§ Required work
Starting with the line containing "Where can you find the yellow skirt?" and continuing through the final line, reproduce every line, requests included. Rescale each coordinate in the answers by multiplying it by 1.8 and rounding to the nearest whole number, with halves rounded up.

§ Provided records
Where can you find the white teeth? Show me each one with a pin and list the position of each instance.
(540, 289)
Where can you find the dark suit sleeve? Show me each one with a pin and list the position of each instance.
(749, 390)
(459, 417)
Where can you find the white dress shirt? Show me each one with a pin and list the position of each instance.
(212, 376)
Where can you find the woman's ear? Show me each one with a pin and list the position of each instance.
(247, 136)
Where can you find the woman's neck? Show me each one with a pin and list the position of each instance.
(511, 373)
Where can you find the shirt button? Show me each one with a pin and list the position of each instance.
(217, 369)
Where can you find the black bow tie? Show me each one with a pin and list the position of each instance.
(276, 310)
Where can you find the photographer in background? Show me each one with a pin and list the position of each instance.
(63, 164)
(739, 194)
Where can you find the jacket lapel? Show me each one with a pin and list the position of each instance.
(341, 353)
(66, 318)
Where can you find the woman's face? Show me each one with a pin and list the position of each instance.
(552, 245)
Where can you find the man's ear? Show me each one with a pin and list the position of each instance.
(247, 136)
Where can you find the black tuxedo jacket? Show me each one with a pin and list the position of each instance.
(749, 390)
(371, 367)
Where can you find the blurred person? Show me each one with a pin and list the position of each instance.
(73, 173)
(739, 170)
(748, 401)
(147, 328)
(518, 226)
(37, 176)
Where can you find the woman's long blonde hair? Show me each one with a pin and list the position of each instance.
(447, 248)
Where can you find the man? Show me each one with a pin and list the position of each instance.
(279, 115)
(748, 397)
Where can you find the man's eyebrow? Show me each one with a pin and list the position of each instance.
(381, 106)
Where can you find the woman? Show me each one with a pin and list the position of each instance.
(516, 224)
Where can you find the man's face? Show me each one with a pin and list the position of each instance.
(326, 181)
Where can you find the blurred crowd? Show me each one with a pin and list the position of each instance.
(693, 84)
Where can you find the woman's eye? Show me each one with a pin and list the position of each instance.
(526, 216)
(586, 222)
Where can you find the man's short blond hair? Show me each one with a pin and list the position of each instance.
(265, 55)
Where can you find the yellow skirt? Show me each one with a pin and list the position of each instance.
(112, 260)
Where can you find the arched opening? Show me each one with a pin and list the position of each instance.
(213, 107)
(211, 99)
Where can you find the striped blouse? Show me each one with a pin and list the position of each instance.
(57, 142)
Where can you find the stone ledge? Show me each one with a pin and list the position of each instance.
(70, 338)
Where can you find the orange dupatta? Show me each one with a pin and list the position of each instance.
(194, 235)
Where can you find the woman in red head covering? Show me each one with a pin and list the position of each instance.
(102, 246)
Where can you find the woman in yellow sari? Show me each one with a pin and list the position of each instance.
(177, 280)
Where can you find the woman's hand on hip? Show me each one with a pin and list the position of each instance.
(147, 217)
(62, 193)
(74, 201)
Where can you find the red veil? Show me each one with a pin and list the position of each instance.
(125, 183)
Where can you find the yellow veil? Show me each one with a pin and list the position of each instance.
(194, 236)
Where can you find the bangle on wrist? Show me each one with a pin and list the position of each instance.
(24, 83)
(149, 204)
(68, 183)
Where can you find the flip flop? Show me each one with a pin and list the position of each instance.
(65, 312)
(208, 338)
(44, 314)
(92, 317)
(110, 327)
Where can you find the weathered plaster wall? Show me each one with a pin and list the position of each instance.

§ Exercise solution
Where can you find the yellow skirt? Show me each one with a pin and list the position of each instance.
(202, 468)
Where can you find the arched opening? Show me each one with a pin and list the position of each instance.
(383, 193)
(380, 178)
Where can you find the striped blouse? Show me each one with a pin and list the position of each instance.
(103, 256)
Where can you find the stone ledge? Show me each one with a pin and list the position of each instance.
(126, 608)
Where can you find the orange dupatta? Show me each one with a pin and list the position of each instance.
(349, 423)
Where can you find the woman in red head covering? Show me each one with a pin and list the position of each instance.
(184, 443)
Where can you find the woman in yellow sari? Show me each one with a pin and list the position of each instance.
(319, 504)
Where can you find the woman's hand on hip? Show me each one with a pin and list the position of each instance.
(265, 391)
(112, 347)
(133, 362)
Where can you find the red veil? Show me each one with a pin and list the position of each instance.
(225, 329)
Where can you find the yellow veil? Show me each one with a pin and list the position of each instance.
(349, 425)
Where can you find the bangle on wrist? Show me each one with a pin and list the position of each instance.
(43, 149)
(268, 367)
(122, 329)
Where can you find the flip flop? Show me each one with a pin and list the position of each instance.
(117, 562)
(374, 608)
(79, 565)
(166, 571)
(198, 589)
Where can you find the weathered plaster wall? Show me each one with a pin and list the position of each instance.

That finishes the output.